• [Dataset items]:
┌──
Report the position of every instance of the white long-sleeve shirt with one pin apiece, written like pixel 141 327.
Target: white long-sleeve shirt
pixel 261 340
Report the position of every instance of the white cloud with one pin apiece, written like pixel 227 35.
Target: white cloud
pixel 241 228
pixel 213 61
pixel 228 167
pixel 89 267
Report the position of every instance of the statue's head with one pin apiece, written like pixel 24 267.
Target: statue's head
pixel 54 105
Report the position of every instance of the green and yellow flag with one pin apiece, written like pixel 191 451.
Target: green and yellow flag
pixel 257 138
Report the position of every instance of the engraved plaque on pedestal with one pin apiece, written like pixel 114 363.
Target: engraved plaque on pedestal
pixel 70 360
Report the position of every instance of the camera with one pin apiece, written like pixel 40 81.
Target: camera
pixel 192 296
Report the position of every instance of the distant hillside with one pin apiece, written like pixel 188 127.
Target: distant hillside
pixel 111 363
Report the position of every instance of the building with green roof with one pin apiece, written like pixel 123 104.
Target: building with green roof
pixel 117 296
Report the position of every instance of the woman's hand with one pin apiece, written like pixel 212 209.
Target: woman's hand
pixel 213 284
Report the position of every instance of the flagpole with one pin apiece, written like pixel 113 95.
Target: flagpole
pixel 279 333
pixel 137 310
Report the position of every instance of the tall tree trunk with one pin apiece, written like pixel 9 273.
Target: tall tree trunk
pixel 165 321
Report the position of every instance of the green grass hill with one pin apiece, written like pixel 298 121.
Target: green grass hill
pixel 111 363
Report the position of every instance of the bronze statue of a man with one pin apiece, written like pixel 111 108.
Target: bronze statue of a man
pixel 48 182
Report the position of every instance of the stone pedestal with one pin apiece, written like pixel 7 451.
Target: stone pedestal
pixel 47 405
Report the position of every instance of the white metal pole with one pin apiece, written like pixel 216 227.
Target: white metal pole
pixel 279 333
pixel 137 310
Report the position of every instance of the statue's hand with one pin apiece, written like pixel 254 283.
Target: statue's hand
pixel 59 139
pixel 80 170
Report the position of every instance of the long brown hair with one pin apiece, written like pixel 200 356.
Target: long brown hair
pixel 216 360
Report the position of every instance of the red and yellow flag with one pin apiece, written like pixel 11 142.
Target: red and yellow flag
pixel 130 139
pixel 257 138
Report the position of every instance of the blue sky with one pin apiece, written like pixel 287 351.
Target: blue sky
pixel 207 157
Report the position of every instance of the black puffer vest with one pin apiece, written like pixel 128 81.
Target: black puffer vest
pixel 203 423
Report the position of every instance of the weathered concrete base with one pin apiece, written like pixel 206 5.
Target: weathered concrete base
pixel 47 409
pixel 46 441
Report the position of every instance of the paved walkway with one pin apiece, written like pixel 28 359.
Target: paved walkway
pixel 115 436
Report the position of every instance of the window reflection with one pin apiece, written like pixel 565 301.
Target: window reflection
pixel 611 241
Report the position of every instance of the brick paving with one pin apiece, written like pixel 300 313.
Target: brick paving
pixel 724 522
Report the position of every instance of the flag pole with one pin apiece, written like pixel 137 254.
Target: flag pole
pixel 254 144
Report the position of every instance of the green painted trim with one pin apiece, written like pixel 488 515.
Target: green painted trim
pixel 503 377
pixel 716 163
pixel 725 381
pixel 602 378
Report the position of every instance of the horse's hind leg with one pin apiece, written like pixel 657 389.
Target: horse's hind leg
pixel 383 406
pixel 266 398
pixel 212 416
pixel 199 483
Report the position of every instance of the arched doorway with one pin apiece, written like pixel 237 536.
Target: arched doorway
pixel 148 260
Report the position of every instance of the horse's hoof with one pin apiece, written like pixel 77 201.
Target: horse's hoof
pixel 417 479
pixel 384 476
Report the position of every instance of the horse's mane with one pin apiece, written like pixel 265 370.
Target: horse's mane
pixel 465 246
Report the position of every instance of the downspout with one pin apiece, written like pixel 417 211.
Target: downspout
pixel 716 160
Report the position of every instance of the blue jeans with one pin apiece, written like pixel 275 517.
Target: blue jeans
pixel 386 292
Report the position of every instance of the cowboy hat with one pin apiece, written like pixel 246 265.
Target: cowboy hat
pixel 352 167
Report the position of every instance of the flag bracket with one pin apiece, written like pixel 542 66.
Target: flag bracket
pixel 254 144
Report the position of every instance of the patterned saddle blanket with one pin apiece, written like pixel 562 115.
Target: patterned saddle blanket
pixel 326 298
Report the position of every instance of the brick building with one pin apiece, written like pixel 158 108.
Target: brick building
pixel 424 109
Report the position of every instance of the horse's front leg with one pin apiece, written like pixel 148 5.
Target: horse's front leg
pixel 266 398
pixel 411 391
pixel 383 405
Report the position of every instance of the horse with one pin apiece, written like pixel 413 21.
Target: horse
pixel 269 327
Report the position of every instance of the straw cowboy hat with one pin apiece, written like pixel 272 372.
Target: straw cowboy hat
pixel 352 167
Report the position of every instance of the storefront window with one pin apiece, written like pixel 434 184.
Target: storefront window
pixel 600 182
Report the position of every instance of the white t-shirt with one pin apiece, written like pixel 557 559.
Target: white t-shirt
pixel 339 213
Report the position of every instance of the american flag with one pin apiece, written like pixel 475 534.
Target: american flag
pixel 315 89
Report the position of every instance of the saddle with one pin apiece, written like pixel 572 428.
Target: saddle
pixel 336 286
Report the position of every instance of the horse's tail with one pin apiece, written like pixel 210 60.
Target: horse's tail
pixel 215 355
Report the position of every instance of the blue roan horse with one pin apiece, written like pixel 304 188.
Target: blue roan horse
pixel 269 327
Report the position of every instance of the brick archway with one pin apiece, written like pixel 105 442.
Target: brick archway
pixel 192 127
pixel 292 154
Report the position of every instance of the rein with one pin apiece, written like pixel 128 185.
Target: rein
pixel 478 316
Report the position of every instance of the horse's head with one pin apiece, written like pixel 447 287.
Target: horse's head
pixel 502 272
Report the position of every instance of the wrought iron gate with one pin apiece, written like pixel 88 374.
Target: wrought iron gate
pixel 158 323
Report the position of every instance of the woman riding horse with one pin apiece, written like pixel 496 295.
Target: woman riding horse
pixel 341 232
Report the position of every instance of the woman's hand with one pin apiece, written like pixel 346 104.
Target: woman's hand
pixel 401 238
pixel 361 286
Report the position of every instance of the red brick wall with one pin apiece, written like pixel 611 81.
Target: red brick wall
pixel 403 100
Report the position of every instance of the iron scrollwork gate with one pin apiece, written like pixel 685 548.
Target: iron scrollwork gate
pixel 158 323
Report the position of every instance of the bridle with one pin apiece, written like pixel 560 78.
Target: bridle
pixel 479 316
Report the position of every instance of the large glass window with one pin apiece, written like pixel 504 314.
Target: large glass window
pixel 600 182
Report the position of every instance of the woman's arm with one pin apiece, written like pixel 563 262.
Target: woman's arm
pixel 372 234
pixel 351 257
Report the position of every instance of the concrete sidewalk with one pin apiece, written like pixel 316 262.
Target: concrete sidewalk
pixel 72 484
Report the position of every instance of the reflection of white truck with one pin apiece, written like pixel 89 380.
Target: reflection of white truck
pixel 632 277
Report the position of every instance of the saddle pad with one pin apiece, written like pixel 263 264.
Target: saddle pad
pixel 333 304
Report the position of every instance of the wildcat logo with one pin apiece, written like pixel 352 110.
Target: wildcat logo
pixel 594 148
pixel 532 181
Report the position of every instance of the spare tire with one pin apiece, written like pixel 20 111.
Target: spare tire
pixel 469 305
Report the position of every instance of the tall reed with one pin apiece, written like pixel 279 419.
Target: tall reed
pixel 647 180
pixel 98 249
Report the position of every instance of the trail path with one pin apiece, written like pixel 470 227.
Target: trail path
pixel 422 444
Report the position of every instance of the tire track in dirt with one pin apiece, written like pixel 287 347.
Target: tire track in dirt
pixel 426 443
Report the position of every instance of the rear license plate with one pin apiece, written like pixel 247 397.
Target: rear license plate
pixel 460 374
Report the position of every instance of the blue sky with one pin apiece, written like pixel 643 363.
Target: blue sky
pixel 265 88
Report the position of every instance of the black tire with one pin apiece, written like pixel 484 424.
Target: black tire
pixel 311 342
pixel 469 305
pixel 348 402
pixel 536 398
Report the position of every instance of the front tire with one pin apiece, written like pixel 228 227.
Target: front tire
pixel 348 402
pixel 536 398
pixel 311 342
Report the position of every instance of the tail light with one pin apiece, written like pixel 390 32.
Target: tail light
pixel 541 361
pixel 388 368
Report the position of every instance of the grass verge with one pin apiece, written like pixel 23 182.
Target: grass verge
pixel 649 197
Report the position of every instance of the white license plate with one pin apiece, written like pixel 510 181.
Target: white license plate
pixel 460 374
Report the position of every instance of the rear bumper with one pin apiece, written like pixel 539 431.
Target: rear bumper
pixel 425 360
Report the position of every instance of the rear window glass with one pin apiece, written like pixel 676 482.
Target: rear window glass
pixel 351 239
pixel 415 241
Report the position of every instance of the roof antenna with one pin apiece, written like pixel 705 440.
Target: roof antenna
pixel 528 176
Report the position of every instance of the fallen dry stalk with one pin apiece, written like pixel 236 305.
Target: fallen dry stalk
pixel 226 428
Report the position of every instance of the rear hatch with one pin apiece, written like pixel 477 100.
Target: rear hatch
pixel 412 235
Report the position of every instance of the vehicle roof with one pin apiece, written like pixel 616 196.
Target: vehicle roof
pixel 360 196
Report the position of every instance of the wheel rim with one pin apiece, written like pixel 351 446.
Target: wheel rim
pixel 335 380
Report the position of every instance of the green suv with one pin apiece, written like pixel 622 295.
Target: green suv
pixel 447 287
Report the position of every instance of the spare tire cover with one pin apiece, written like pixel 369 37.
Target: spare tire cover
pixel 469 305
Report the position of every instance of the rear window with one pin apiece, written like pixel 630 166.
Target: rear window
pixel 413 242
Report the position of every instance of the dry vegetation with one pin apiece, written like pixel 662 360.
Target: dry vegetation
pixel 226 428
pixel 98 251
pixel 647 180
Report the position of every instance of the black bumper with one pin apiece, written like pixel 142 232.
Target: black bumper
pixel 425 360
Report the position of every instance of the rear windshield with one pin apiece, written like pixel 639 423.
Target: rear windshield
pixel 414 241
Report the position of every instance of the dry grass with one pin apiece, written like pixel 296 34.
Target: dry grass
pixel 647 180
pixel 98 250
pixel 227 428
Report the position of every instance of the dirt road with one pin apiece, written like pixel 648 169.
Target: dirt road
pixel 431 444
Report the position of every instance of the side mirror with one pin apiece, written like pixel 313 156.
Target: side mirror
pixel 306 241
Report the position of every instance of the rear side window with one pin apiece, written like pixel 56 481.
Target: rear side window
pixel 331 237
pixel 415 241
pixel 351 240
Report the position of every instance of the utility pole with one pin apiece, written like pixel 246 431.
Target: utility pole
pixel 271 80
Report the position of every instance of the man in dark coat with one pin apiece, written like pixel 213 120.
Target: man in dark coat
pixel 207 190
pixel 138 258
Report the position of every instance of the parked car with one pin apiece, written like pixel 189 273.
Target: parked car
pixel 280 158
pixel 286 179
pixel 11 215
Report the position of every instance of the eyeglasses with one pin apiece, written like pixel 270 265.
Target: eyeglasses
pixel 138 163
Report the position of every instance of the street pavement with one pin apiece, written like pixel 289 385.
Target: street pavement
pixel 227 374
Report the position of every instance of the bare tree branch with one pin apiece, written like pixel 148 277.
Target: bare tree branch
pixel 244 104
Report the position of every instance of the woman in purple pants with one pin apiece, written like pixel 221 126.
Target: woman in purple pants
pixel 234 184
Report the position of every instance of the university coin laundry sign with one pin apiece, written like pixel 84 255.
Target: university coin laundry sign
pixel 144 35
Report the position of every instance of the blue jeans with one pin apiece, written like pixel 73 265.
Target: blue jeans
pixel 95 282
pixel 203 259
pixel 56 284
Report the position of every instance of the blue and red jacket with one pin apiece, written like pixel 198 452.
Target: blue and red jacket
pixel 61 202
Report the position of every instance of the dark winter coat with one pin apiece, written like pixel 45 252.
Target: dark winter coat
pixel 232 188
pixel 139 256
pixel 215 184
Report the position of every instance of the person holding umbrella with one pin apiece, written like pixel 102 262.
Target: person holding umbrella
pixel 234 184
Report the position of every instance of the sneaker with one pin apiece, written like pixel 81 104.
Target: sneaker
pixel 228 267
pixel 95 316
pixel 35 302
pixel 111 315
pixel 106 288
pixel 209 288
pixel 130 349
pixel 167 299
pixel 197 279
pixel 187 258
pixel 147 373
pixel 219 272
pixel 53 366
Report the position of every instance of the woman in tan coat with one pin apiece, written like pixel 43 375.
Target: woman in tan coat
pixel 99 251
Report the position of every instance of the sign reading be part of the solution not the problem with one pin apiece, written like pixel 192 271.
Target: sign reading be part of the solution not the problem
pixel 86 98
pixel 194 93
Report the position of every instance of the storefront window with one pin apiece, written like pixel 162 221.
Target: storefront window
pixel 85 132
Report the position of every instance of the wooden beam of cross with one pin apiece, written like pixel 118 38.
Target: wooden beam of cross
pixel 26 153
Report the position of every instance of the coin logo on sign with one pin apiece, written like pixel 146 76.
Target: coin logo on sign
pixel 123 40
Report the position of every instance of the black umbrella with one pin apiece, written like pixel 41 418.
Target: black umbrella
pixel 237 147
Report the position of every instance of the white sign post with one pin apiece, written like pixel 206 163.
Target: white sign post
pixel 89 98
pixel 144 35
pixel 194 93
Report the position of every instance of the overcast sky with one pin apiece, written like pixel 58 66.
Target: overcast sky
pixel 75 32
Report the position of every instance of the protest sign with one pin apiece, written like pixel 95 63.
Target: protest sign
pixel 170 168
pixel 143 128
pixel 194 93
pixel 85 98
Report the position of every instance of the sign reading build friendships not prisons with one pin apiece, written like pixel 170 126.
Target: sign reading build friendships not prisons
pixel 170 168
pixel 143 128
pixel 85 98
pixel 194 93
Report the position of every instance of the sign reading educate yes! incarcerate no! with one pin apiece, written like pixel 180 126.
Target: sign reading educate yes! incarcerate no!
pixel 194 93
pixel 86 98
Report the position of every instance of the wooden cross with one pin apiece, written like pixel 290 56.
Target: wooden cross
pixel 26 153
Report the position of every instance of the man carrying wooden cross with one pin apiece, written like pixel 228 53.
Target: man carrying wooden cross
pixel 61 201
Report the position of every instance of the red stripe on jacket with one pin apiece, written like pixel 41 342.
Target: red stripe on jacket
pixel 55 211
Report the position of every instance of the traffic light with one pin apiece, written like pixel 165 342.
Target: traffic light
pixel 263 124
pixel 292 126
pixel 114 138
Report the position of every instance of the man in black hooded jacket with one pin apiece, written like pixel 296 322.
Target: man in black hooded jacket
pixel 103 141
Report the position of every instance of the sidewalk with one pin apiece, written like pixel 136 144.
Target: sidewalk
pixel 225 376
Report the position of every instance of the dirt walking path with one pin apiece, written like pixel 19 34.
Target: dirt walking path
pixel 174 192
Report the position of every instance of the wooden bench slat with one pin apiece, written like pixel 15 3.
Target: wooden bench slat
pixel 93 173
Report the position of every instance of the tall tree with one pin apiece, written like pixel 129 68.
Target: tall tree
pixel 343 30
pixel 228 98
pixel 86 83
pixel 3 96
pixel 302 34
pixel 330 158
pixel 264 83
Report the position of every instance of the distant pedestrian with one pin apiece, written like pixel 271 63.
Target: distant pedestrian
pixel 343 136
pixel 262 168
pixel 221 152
└──
• [EXERCISE PROMPT]: All that should appear in the response is the run of lines from the first line of the entries through the line containing "Report the position of every instance of the camera", copied exactly.

• [YOUR RESPONSE]:
Report the position of every instance of the white long-sleeve shirt with one pin apiece, written like pixel 141 327.
Target: white long-sleeve shirt
pixel 261 340
Report the position of every instance of the white cloud with one pin apiece, written like pixel 227 35.
Target: white cloud
pixel 241 228
pixel 213 61
pixel 228 167
pixel 89 267
Report the position of every instance of the statue's head with one pin apiece, written like pixel 24 267.
Target: statue's head
pixel 54 105
Report the position of every instance of the green and yellow flag with one pin apiece, written like pixel 191 451.
Target: green and yellow flag
pixel 257 138
Report the position of every instance of the engraved plaque on pedestal with one pin apiece, written like pixel 114 363.
Target: engraved plaque on pedestal
pixel 70 360
Report the position of every instance of the camera with one pin apiece, written like pixel 40 81.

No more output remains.